Prompt – Leave out pictures; repeat exactly the lines from the "of the silhouetted" line through the last of the data below.

## START Input rows

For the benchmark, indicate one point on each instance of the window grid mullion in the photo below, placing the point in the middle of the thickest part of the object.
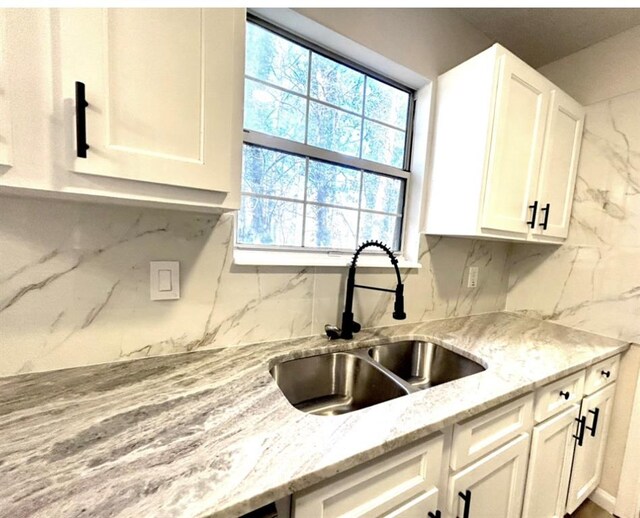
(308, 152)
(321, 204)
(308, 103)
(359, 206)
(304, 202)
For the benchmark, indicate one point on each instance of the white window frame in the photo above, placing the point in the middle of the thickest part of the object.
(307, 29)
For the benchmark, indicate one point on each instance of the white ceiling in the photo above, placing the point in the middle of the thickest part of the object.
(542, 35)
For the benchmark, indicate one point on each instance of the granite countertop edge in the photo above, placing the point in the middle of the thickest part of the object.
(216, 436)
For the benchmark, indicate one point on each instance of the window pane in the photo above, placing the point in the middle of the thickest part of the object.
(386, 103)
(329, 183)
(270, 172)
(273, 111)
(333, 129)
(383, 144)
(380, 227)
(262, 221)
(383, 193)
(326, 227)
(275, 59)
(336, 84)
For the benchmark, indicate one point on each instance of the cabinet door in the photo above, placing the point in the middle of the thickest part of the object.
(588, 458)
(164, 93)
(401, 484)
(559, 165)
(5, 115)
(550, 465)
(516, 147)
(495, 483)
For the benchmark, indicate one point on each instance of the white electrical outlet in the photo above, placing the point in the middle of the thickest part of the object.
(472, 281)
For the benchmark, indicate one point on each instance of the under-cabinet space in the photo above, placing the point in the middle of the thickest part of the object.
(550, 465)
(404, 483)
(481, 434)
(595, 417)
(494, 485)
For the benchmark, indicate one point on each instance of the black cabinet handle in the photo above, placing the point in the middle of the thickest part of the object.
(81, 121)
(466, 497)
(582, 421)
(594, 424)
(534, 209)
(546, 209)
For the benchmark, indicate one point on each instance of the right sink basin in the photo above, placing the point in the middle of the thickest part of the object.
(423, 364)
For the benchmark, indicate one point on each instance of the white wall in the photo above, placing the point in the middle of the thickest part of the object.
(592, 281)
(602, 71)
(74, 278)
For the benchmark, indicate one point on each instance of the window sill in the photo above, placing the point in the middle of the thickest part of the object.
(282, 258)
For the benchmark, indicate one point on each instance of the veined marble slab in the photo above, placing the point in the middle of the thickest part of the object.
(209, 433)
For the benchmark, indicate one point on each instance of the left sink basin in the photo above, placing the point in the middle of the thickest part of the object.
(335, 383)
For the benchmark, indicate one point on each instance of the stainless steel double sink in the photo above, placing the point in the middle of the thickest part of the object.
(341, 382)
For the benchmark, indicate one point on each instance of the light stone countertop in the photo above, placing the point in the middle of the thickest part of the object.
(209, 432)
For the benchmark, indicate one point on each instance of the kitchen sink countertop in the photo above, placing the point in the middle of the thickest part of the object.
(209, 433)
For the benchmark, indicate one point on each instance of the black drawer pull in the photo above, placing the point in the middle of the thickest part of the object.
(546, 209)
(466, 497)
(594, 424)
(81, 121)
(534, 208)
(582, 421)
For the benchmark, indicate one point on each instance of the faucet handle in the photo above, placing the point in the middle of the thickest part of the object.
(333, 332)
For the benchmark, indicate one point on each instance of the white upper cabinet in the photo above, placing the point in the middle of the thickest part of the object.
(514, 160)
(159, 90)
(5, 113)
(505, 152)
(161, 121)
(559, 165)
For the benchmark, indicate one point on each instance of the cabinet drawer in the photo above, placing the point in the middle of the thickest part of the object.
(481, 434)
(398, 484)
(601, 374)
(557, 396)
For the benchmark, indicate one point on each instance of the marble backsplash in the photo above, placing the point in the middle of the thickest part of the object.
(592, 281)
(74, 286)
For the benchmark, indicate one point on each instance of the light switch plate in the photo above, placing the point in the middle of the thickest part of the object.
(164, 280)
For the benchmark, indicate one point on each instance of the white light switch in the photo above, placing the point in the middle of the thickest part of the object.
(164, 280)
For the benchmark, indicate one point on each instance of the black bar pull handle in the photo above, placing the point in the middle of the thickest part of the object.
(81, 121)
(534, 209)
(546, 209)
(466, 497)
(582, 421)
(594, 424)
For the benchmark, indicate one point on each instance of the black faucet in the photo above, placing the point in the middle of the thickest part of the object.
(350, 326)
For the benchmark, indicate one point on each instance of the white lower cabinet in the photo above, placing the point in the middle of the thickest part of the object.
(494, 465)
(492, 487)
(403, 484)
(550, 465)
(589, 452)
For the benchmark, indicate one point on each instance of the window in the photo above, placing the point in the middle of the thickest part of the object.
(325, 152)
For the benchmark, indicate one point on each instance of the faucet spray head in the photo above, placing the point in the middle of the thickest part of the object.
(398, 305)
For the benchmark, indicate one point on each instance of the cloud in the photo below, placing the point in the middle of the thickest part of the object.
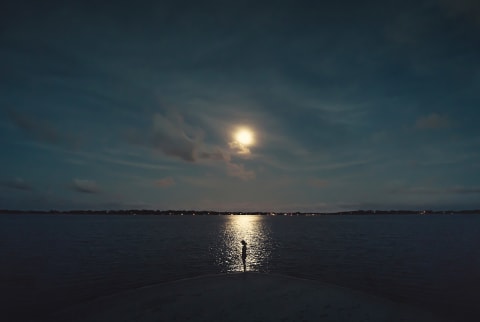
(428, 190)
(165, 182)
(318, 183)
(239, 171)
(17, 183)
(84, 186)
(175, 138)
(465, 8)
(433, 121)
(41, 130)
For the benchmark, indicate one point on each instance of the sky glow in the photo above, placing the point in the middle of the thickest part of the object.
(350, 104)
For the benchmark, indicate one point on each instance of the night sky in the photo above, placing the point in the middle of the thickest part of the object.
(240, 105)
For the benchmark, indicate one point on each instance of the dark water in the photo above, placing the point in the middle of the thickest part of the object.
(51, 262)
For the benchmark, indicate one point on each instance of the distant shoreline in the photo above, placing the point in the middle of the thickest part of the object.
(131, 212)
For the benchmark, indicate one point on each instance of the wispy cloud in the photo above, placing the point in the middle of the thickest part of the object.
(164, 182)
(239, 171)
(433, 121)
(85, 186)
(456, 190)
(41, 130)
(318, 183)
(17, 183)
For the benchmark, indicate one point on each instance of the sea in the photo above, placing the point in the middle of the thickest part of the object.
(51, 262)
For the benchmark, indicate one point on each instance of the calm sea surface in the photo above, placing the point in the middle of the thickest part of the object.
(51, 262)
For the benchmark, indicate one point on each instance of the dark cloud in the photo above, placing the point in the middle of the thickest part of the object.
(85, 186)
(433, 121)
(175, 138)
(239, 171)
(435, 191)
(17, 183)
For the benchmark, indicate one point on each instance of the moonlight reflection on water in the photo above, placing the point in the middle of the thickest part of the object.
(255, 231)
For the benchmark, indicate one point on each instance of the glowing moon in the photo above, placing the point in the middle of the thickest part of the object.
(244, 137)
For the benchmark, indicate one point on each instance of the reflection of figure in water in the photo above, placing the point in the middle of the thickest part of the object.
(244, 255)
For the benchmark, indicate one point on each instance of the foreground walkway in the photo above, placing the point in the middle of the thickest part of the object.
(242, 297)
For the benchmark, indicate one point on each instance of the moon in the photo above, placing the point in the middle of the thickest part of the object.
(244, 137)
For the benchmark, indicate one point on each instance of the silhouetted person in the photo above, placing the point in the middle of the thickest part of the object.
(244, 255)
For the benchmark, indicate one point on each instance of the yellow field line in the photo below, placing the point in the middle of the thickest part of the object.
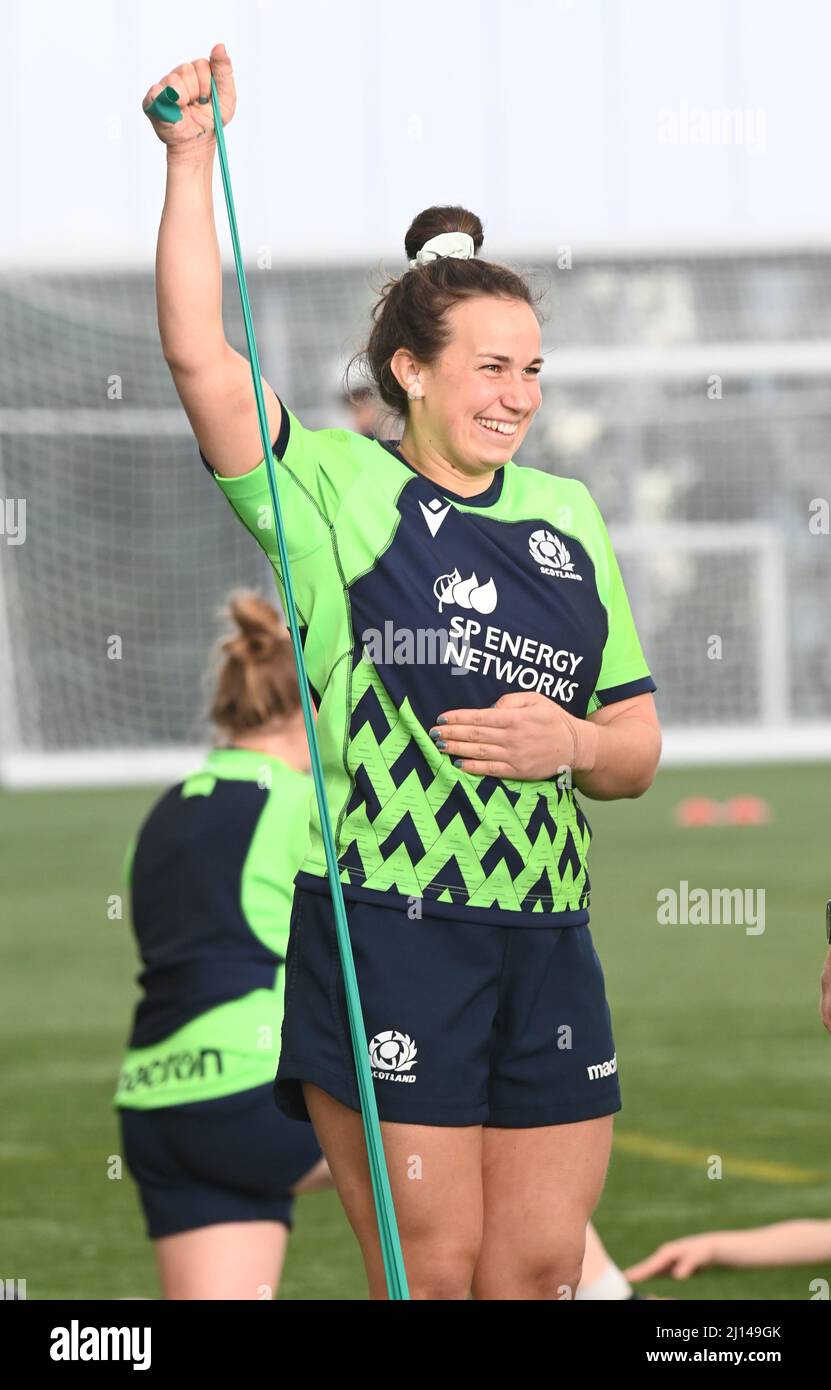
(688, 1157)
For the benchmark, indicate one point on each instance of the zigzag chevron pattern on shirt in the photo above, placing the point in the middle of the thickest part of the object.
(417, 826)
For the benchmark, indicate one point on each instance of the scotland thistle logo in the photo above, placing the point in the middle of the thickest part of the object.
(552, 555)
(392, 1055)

## END Input rows

Result of this exercise –
For the benchmark, indicate one point on each instance of the silhouetted person in the photo above, placing the point in the middle of the thickest part of the object.
(244, 255)
For the benchmark, indicate one point on each instance of the yellow field line in the photo below, placing the point in the middle of the thickest part of the object.
(688, 1157)
For the benchmark, indicate one point on each instance of the zigzag chevron pattern on shirt in the photo above, placing the point in the middle of the thickest part of the object.
(417, 826)
For the benchmark, indicate one point on each instance of the scotland thistle logo in the photo above, placing the point in the middle of the thickest part of the object.
(552, 555)
(392, 1055)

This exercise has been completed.